--- START OF TEXT SEGMENT ---
Wednesday, February 17, 2010

SB 6696

FEBRUARY 17, 2010

Members of the committee—

I'm Ted Nutting from Seattle, speaking for myself. I teach math at Ballard High School, and I've been involved for years in the effort to improve our students' performance in math. We had a huge success a few years ago when the legislature, led by this committee, provided for the development of new math standards to serve as the basis and the measure of our students' learning.

That was quite a chore. First, you, seeing that math education in this state was pretty much a failure, required the state superintendent, Dr. Bergeson, to come up with new standards. She did, and you saw that those new standards weren't much better than the old ones. You then required (by a unanimous vote, as I recall) that the State Board of Education become involved, essentially taking the authority away from Dr. Bergeson.

All this involved a long process that took quite a while, but we eventually emerged with standards which, while not quite what I would like, are far better than the ones they replaced and far better than those of most states. Most of the credit for this belongs to the legislature.

Senate Bill 6696 would throw out those standards, replacing them with ones drawn up by a "multistate consortium" of which Washington is a part, with a possibility of our state's adding 15% more standards specific to our state.
--- END OF TEXT SEGMENT ---
**PROBLEM TO WORK ON**
Please answer these questions from the SB 6696 testimony:
1. At which school does the speaker teach math?
2. Who was the state superintendent required to come up with new standards?
3. Under Senate Bill 6696, what percentage of additional state-specific standards could the state add?
--- START OF SUPPLIED MATERIAL ---
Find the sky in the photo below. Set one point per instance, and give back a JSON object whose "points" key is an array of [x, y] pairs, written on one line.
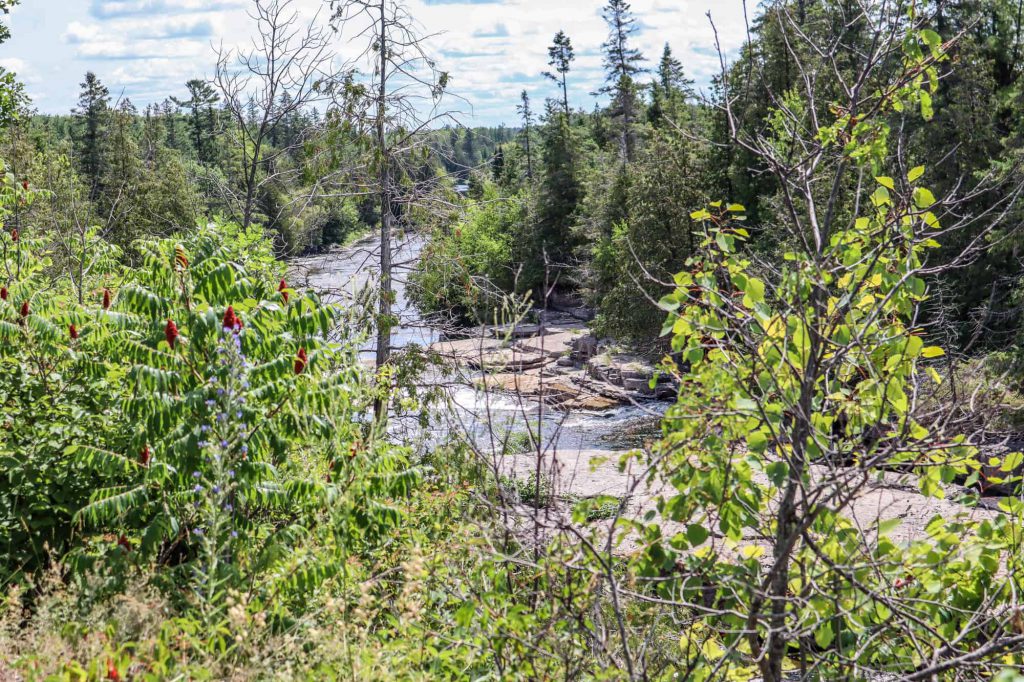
--- END OF SUPPLIED MATERIAL ---
**EXERCISE ANSWER**
1. Ballard High School
2. Dr. Bergeson
3. 15%